# HOW TO COMPLETE THIS TASK
Word for word, repeat all the entries below, but without the pictures.

SOURCE DATA below:

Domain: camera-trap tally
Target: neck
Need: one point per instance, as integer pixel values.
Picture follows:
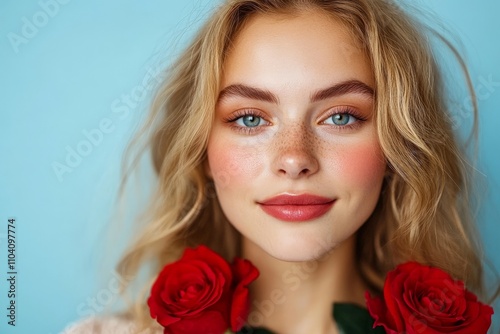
(297, 297)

End of SOURCE DATA.

# WRITTEN RESPONSE
Domain: camera-trap tally
Target: neck
Need: one point per instance, as integer pixel values.
Picture follows:
(297, 297)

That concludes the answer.